* [Exercise brief] Count the lines of the listing below that contain the string "vent", treating uppercase and lowercase letters as distinct. Provide only the resulting number.

Stored items from a collection:
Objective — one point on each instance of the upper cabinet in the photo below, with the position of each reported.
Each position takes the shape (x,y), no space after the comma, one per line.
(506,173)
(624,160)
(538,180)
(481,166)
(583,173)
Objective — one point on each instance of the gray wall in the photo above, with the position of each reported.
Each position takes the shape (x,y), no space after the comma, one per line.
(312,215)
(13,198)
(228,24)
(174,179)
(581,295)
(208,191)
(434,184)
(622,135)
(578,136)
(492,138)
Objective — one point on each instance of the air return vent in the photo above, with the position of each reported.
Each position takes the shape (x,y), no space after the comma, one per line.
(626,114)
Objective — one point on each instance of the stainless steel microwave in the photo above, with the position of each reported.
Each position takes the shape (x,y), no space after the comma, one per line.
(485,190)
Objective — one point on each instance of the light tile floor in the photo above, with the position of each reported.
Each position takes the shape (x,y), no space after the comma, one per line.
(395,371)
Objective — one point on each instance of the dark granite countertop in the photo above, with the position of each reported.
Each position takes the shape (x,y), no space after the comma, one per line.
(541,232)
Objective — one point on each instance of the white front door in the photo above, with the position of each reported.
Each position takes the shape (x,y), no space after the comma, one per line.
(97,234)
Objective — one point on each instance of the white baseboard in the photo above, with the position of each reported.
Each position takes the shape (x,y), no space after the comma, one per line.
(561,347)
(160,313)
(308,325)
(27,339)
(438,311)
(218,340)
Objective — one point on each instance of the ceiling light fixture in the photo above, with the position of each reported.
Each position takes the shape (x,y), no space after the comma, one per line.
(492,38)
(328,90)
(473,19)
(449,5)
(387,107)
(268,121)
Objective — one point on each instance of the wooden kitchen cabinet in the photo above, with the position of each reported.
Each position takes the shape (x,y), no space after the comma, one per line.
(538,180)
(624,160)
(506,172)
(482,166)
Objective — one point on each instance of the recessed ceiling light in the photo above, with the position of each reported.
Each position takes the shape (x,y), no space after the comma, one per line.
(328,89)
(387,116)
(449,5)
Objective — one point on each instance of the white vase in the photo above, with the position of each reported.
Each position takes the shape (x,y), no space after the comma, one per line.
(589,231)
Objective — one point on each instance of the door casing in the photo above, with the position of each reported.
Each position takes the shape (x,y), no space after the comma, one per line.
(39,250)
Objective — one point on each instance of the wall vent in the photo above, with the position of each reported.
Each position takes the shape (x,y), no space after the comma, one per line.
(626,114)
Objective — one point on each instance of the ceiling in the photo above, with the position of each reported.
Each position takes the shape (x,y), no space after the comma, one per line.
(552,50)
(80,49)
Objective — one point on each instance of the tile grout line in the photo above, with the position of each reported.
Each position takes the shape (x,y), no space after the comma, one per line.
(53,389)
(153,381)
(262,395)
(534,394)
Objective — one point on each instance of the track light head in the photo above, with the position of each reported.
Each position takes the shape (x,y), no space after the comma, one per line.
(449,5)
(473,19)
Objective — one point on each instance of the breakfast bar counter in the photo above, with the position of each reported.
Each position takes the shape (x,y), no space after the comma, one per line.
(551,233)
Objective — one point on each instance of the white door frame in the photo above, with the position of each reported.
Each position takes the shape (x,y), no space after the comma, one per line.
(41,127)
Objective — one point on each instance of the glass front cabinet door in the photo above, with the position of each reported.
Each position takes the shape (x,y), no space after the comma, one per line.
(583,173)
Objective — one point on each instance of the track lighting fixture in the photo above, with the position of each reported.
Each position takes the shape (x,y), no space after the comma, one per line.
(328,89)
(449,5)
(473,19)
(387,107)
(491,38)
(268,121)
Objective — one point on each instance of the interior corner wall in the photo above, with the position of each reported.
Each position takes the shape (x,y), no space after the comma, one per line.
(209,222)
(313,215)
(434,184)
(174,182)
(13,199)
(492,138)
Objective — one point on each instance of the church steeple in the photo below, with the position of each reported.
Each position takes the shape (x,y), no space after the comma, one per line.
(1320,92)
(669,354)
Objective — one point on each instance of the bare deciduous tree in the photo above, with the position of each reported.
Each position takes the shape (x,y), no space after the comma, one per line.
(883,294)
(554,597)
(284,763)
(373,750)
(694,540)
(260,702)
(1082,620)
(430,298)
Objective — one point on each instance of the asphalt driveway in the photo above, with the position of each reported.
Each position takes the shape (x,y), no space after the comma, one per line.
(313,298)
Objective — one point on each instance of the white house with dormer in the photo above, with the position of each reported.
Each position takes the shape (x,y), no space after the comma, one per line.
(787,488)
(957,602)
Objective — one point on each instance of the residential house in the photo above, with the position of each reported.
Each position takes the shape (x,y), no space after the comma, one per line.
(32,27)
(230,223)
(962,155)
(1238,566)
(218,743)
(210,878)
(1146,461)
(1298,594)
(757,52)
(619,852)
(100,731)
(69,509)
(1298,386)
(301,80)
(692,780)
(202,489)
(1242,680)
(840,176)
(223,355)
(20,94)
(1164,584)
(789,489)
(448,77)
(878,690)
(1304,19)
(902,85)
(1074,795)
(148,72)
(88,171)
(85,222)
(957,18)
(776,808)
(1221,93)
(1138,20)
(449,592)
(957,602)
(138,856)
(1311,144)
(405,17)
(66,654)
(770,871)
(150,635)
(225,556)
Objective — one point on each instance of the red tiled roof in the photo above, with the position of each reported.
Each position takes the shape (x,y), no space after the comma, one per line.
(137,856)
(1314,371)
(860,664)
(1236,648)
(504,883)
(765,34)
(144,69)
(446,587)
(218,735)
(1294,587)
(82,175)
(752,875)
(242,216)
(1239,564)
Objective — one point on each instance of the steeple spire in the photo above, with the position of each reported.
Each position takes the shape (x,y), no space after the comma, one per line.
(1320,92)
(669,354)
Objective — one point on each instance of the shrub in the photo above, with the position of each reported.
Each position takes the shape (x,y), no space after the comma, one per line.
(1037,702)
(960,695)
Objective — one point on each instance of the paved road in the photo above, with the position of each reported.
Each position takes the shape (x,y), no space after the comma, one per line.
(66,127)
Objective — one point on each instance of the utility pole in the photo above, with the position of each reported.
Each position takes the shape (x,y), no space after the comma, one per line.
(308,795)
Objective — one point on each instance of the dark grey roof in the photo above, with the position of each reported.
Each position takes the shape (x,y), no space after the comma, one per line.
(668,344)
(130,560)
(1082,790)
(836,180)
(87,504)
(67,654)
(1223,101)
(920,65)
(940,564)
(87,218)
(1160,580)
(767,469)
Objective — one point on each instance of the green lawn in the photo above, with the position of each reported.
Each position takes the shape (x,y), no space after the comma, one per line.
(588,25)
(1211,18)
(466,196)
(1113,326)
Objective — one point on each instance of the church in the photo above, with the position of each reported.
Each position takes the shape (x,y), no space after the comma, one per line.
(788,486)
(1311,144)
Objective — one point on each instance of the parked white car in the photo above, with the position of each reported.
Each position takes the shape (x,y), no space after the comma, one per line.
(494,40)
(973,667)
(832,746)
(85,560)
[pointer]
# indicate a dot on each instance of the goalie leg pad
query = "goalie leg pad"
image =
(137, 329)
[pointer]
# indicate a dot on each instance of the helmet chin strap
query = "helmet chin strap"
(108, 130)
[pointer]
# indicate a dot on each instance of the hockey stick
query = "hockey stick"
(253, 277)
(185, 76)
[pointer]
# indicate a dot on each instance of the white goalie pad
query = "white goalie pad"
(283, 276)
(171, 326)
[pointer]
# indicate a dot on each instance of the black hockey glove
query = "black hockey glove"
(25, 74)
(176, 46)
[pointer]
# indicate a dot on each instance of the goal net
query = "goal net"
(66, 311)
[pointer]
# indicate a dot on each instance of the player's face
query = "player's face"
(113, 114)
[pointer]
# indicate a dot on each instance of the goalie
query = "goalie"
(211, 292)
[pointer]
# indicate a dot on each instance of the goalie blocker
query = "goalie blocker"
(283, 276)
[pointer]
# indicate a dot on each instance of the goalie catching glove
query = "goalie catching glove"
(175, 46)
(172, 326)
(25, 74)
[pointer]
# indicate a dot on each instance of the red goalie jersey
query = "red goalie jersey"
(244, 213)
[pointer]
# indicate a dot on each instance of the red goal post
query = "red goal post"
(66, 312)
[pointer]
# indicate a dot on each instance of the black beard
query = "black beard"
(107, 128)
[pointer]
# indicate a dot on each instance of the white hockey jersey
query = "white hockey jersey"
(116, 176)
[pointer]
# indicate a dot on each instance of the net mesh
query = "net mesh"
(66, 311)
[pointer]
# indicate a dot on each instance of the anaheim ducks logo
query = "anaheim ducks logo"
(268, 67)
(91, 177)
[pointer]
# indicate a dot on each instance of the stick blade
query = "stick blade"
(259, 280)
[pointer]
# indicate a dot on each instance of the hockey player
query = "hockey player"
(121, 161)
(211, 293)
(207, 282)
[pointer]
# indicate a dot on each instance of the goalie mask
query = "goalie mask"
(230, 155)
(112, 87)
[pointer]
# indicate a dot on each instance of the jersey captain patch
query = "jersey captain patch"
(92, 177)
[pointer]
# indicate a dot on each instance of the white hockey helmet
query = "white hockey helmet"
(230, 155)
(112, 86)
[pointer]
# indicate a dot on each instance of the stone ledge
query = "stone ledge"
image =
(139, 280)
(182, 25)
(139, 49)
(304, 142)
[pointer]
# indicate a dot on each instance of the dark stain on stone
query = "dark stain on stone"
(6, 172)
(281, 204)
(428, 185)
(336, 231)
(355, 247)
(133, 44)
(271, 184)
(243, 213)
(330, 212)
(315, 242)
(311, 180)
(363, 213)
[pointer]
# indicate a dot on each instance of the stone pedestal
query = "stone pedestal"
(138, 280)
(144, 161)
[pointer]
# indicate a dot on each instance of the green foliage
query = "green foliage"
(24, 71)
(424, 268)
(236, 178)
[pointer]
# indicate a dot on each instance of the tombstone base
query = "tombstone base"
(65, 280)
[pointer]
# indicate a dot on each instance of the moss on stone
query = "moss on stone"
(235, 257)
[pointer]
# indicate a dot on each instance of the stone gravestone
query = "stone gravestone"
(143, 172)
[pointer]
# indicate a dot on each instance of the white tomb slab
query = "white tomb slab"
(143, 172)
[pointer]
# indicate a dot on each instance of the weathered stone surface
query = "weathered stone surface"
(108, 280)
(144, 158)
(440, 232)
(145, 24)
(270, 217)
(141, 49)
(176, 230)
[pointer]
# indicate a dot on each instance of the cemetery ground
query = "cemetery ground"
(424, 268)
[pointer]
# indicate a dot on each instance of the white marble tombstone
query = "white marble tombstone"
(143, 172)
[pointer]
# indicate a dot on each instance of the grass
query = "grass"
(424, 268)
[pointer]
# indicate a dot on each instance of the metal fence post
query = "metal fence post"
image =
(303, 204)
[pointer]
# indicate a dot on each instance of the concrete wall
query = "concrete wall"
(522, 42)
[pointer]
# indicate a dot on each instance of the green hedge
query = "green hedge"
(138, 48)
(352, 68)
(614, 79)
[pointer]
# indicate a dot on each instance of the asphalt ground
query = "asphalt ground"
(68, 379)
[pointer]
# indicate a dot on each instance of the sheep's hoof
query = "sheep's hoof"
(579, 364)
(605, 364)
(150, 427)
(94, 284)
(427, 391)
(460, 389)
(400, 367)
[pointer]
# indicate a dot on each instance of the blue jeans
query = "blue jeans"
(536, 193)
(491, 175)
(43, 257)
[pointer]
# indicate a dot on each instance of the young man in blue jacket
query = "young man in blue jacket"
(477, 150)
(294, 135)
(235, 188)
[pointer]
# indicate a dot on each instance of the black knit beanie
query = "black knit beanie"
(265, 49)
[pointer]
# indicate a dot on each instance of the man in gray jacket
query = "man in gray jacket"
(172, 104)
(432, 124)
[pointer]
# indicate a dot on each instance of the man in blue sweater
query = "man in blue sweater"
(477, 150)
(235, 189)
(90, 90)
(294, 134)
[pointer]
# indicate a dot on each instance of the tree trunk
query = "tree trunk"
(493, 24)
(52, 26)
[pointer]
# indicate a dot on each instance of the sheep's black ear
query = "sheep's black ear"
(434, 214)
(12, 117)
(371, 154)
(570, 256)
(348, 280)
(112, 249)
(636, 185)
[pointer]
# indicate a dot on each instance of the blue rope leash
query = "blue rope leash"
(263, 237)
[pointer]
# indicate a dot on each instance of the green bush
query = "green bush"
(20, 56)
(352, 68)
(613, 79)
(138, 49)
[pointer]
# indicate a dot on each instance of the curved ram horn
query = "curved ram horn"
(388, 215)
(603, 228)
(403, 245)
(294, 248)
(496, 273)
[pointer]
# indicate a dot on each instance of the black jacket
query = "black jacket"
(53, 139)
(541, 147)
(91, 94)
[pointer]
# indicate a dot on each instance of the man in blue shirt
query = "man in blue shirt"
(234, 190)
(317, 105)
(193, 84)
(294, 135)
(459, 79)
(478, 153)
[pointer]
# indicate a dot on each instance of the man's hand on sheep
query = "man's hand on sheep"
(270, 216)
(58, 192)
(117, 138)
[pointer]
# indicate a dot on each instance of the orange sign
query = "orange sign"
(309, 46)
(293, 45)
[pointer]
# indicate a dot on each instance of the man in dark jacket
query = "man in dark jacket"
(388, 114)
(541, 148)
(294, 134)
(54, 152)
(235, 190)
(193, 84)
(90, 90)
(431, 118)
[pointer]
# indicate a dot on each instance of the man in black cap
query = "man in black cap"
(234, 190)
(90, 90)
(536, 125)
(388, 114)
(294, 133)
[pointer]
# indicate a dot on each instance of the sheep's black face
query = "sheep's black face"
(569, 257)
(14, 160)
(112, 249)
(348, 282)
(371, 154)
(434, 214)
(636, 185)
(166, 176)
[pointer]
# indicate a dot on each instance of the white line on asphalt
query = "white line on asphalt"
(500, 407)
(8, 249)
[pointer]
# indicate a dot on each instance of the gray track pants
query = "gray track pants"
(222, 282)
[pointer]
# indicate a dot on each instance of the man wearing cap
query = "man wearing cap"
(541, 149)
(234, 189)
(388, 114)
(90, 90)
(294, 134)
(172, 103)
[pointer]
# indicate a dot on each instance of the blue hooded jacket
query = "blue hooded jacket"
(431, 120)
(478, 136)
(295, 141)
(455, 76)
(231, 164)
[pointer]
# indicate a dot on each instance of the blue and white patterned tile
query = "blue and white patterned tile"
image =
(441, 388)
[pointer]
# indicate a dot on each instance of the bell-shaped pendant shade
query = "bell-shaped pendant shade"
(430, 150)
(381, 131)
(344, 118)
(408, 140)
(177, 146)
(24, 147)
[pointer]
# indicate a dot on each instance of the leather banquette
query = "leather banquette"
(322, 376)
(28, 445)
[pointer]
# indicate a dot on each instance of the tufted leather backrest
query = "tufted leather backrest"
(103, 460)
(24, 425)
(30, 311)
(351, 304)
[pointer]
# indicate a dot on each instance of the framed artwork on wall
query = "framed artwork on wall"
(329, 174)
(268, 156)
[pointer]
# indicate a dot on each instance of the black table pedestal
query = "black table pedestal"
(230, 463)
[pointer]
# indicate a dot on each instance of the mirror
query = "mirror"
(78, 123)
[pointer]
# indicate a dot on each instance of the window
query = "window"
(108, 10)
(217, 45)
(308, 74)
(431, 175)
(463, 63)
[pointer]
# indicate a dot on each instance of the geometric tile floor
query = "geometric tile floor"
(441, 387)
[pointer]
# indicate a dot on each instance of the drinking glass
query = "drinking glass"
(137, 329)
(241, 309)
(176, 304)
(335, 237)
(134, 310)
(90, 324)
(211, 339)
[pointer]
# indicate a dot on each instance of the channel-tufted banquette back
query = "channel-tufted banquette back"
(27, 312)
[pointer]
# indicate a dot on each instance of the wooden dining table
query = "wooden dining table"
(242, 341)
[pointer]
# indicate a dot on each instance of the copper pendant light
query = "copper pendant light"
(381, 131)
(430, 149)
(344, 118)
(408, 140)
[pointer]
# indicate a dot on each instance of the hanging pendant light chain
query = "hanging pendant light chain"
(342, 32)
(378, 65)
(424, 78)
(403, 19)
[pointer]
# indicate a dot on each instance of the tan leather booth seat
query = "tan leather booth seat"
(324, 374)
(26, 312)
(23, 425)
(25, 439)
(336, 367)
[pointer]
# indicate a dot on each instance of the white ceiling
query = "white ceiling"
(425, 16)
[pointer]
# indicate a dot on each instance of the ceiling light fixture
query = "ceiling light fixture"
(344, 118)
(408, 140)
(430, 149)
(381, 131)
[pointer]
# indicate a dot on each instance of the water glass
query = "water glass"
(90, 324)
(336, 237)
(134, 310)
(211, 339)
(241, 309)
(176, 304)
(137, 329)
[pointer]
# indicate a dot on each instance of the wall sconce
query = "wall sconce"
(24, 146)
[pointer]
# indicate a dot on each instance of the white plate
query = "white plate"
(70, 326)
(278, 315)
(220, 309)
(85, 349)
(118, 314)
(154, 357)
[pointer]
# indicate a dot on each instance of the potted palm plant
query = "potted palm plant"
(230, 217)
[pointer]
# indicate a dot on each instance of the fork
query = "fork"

* [Correct output] 2